PROBLEM DESCRIPTION ▸
Update the stretch of the listing from the line containing "Find the clump" through the line containing "x=192, y=210", replacing "photo" with "image" and leaving everything else as it is. Return only those lines, without the picture.

SUPPLIED RECORDS ▸
☆ ☆ ☆ ☆

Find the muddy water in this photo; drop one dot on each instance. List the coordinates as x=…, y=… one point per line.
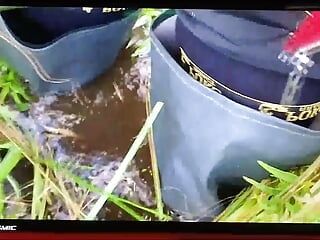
x=111, y=111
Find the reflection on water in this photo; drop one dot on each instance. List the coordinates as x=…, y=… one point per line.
x=99, y=123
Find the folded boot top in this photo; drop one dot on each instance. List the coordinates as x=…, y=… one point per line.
x=236, y=54
x=57, y=49
x=51, y=23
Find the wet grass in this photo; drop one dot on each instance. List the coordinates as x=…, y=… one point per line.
x=55, y=185
x=286, y=197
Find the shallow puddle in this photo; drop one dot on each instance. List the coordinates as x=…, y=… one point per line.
x=104, y=118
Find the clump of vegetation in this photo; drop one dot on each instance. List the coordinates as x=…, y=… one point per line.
x=12, y=88
x=141, y=31
x=286, y=197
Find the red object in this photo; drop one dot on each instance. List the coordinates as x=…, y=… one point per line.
x=307, y=34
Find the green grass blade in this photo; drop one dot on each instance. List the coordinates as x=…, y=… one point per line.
x=15, y=185
x=281, y=175
x=261, y=187
x=9, y=162
x=2, y=199
x=38, y=186
x=126, y=161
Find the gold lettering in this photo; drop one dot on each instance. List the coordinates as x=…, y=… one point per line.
x=315, y=112
x=291, y=117
x=304, y=115
x=269, y=108
x=109, y=10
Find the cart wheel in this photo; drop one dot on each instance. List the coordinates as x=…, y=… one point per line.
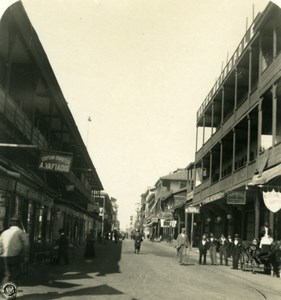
x=242, y=262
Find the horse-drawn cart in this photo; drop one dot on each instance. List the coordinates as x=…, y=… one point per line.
x=265, y=260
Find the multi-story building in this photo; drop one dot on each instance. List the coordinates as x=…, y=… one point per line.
x=165, y=202
x=239, y=126
x=46, y=174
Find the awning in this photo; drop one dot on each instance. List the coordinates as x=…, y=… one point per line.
x=266, y=176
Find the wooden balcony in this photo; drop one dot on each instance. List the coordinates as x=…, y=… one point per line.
x=16, y=117
x=238, y=178
x=270, y=75
x=229, y=123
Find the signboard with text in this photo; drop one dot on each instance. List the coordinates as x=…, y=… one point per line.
x=55, y=162
x=236, y=197
x=192, y=210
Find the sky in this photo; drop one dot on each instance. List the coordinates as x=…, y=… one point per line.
x=140, y=69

☆ ☆ ☆ ☆

ANSWER TO THIS PROBLEM ▸
Find the clump of vegetation in this image; drop one dot on each instance. List the coordinates as x=…, y=… one point per line.
x=12, y=88
x=141, y=31
x=286, y=197
Find the red object in this image; drop one dot on each instance. List the coordinates as x=…, y=… one point per line.
x=307, y=34
Find the green grass blade in this image; drop one dot on each instance. List the coordinates as x=…, y=… one point per line.
x=15, y=185
x=281, y=175
x=261, y=187
x=9, y=162
x=2, y=199
x=38, y=186
x=126, y=161
Find the gold lettering in this image; drop one dot on each instance. List the coordinates as x=…, y=… one point per line.
x=315, y=112
x=291, y=117
x=304, y=115
x=269, y=108
x=109, y=10
Find the cart wheel in this image; drop one dot on each instance. List the coordinates as x=…, y=… one point per line.
x=242, y=262
Find the horse-drawn cart in this image; drop one dot on each instance. List the coordinates as x=…, y=… one point per line.
x=265, y=260
Find the multi-story building in this image; drop one dot on each instance. List the coordinates as x=…, y=… one point per line.
x=165, y=202
x=239, y=126
x=46, y=174
Find the awning in this image; drop one dot on each instance. List the coordinates as x=…, y=… one point per line.
x=266, y=176
Find the wooden balcony in this image; drop one dot on each instance. List the coordinates as x=…, y=… one point per line.
x=16, y=117
x=238, y=178
x=270, y=75
x=229, y=123
Find the signboard with text in this image; drop one dot on each instance. List the coordinates as x=…, y=… one point per line.
x=55, y=162
x=236, y=197
x=192, y=210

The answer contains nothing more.